→ Задание: Перепишите строки от той, где есть «In this exercise you will annotate each instance of the grassy», до конца строк включительно, масштабировав каждую координату в ответах: умножьте на 1,95 и округлите до целого, половины вверх. Картинки в ответ не включайте.

→ Исходные данные:
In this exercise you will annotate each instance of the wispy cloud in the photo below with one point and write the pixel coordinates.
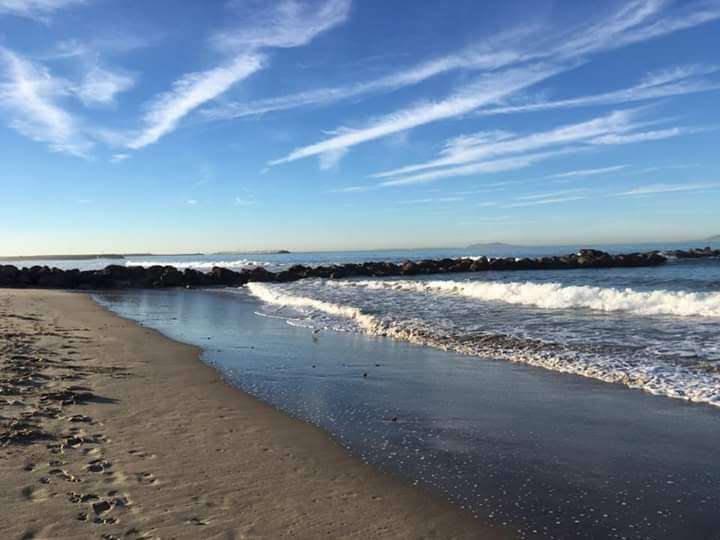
(189, 92)
(36, 9)
(654, 135)
(433, 200)
(635, 21)
(471, 148)
(100, 85)
(31, 94)
(675, 82)
(284, 24)
(546, 201)
(278, 24)
(655, 189)
(476, 154)
(483, 56)
(486, 89)
(244, 201)
(483, 167)
(117, 158)
(589, 172)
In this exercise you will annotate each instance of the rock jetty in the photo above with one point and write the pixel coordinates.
(125, 277)
(693, 253)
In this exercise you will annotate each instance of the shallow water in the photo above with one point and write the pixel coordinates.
(546, 454)
(656, 329)
(280, 261)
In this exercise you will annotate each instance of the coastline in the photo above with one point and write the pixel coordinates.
(157, 445)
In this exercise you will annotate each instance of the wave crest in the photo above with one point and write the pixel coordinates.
(655, 377)
(558, 296)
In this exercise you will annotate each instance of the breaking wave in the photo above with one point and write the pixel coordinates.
(203, 266)
(648, 374)
(558, 296)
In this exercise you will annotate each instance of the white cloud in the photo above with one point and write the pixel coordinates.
(240, 201)
(284, 24)
(36, 9)
(545, 195)
(484, 90)
(433, 200)
(117, 158)
(635, 21)
(484, 56)
(463, 156)
(472, 148)
(666, 84)
(644, 136)
(30, 94)
(483, 167)
(329, 160)
(278, 24)
(654, 189)
(191, 91)
(589, 172)
(546, 200)
(100, 85)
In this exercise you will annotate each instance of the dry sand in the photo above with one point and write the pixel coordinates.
(109, 430)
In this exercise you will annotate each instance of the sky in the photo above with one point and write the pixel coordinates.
(176, 126)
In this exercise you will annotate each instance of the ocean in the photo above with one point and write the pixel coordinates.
(560, 403)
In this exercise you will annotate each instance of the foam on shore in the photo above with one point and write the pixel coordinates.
(649, 374)
(558, 296)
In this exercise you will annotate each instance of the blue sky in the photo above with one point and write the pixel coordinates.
(167, 126)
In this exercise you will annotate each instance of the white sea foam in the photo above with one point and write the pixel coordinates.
(558, 296)
(649, 374)
(199, 265)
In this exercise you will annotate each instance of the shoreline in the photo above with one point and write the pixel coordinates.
(152, 442)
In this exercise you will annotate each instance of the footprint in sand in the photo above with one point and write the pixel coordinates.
(146, 478)
(135, 452)
(35, 494)
(98, 466)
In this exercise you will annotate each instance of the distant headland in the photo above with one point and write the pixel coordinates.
(491, 245)
(121, 256)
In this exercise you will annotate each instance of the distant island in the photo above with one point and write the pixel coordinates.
(68, 257)
(92, 256)
(491, 245)
(259, 252)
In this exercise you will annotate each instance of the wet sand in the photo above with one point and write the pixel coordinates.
(110, 430)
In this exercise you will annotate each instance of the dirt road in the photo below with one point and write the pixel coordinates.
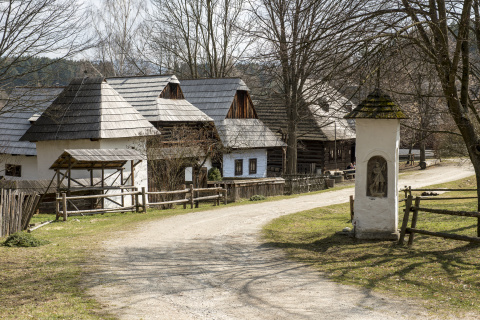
(212, 265)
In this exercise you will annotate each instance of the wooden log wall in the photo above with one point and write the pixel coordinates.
(245, 189)
(295, 184)
(242, 107)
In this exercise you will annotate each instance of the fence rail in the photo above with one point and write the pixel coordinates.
(191, 195)
(16, 210)
(415, 207)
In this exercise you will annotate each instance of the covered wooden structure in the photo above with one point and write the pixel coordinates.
(97, 160)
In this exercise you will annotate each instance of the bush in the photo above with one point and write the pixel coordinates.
(257, 197)
(214, 174)
(23, 239)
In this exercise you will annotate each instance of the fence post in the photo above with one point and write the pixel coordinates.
(191, 196)
(137, 206)
(144, 200)
(406, 214)
(351, 208)
(184, 196)
(57, 206)
(64, 203)
(414, 220)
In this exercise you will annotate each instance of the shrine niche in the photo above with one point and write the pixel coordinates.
(377, 177)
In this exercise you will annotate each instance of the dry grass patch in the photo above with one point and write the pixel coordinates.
(442, 273)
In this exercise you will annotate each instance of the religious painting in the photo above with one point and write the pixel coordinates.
(377, 177)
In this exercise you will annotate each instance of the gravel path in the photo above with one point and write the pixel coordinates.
(212, 265)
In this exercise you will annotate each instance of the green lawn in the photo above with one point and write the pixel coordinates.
(442, 274)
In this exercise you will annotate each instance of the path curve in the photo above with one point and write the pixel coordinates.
(212, 265)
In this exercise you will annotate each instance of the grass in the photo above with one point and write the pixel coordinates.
(45, 282)
(443, 274)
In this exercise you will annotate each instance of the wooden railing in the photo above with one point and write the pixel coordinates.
(414, 206)
(191, 196)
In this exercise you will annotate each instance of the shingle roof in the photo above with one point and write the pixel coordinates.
(246, 134)
(377, 105)
(89, 108)
(95, 158)
(143, 93)
(213, 96)
(315, 123)
(15, 117)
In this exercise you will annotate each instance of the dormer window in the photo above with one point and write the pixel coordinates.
(323, 103)
(172, 91)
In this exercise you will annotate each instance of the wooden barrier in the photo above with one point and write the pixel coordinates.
(189, 197)
(16, 210)
(416, 208)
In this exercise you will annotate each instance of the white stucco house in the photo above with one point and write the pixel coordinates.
(244, 137)
(88, 114)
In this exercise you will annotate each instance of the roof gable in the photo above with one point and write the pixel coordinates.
(213, 96)
(147, 95)
(89, 108)
(22, 105)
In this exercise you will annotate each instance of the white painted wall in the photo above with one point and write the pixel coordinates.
(29, 166)
(376, 218)
(188, 170)
(229, 163)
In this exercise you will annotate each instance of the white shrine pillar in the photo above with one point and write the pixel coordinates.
(377, 123)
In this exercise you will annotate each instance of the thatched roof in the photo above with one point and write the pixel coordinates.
(377, 105)
(143, 93)
(246, 134)
(213, 96)
(89, 108)
(96, 158)
(24, 105)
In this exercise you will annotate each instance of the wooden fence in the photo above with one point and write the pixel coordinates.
(190, 196)
(295, 184)
(246, 188)
(411, 206)
(16, 210)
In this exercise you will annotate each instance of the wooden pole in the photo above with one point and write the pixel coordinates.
(406, 214)
(57, 206)
(137, 206)
(132, 179)
(414, 220)
(121, 190)
(191, 196)
(64, 203)
(351, 208)
(144, 200)
(103, 185)
(184, 196)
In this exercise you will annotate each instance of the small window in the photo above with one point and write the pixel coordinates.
(13, 170)
(238, 167)
(252, 166)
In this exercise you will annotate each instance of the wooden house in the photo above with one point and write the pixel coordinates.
(185, 128)
(18, 159)
(245, 139)
(325, 139)
(88, 114)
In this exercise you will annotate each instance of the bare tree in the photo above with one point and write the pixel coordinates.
(197, 38)
(117, 24)
(38, 28)
(447, 35)
(303, 43)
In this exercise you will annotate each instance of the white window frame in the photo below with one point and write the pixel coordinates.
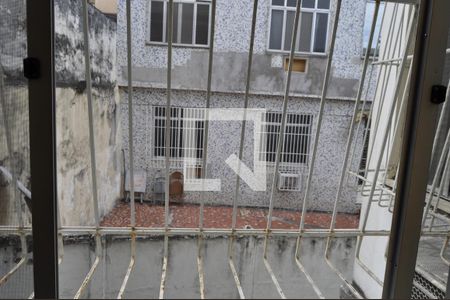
(183, 123)
(314, 11)
(194, 23)
(262, 155)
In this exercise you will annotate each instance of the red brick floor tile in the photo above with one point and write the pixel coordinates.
(188, 216)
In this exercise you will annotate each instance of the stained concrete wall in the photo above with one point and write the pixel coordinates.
(231, 42)
(73, 160)
(182, 276)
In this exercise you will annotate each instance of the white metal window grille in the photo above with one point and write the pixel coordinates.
(313, 28)
(191, 22)
(186, 133)
(297, 138)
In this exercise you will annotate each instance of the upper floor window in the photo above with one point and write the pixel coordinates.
(191, 22)
(368, 19)
(313, 30)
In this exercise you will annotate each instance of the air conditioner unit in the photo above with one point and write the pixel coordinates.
(289, 181)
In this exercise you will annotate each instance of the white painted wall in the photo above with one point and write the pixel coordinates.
(373, 249)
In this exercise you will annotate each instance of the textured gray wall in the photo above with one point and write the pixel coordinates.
(224, 140)
(189, 78)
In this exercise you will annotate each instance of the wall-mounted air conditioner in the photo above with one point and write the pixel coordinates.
(289, 181)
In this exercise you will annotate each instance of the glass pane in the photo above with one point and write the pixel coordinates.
(156, 21)
(305, 32)
(175, 23)
(201, 37)
(320, 37)
(276, 30)
(309, 3)
(188, 19)
(288, 31)
(292, 3)
(323, 4)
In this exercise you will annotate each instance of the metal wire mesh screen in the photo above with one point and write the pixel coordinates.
(16, 259)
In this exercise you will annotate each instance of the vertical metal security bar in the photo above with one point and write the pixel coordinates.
(91, 149)
(386, 78)
(279, 148)
(40, 45)
(14, 181)
(241, 151)
(400, 75)
(131, 153)
(314, 151)
(349, 141)
(167, 140)
(427, 70)
(201, 276)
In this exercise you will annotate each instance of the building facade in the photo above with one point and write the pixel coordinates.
(191, 29)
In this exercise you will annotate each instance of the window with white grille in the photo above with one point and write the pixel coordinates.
(191, 22)
(186, 133)
(313, 30)
(297, 138)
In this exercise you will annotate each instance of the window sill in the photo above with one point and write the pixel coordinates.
(158, 44)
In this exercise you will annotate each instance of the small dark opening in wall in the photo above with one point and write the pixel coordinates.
(298, 64)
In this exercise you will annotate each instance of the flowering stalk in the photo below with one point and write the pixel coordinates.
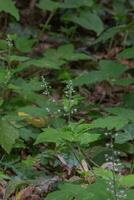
(115, 167)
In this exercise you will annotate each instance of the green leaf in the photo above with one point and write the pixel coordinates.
(9, 7)
(3, 44)
(126, 135)
(49, 135)
(87, 138)
(51, 5)
(127, 180)
(128, 100)
(125, 113)
(8, 135)
(127, 53)
(104, 173)
(3, 176)
(48, 5)
(23, 44)
(88, 20)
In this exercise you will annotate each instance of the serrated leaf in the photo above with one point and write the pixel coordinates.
(8, 135)
(9, 7)
(127, 180)
(126, 53)
(125, 113)
(88, 20)
(126, 135)
(48, 5)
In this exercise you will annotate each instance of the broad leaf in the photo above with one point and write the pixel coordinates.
(8, 135)
(88, 20)
(9, 7)
(127, 53)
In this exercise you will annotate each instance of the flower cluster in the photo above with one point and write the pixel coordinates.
(45, 85)
(114, 164)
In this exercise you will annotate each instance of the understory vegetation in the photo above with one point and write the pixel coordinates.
(67, 100)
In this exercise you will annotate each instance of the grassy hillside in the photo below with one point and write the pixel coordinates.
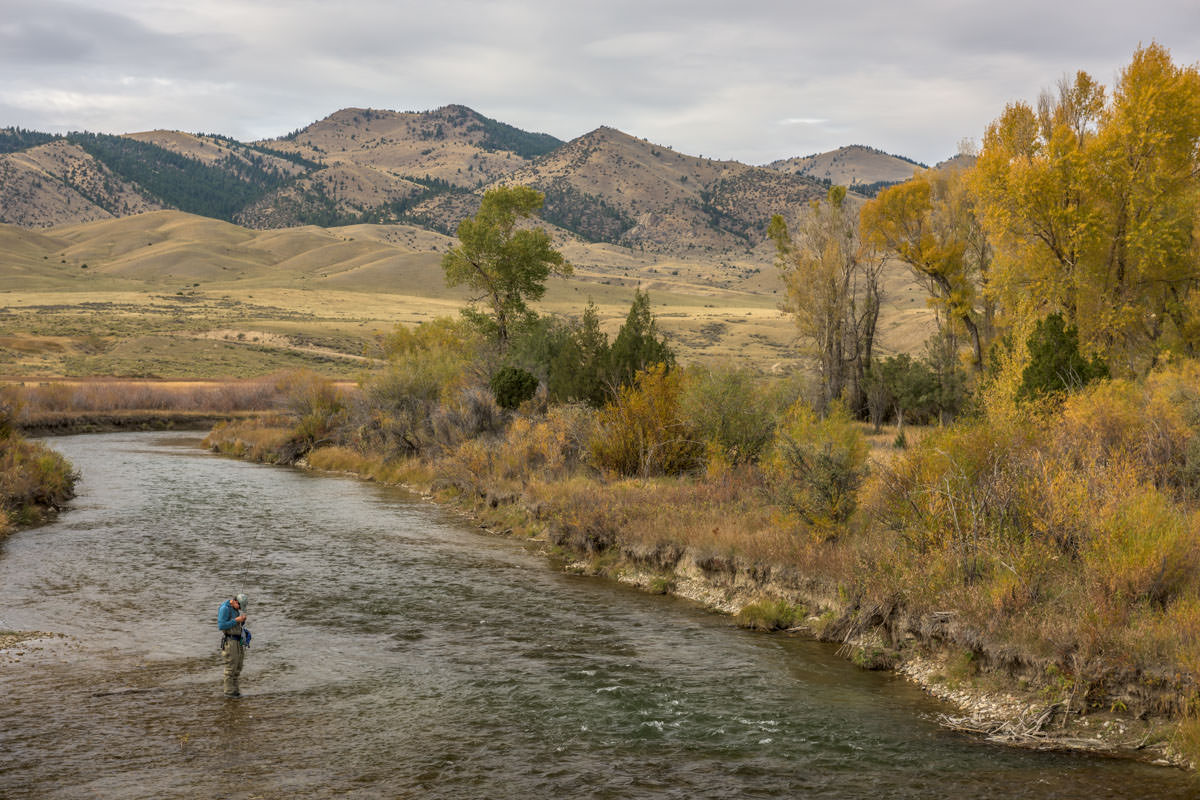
(172, 294)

→ Результат:
In this exercise you will annotate each instance of the grassy hillside in the photo below with one point and write the pixel coordinates.
(335, 573)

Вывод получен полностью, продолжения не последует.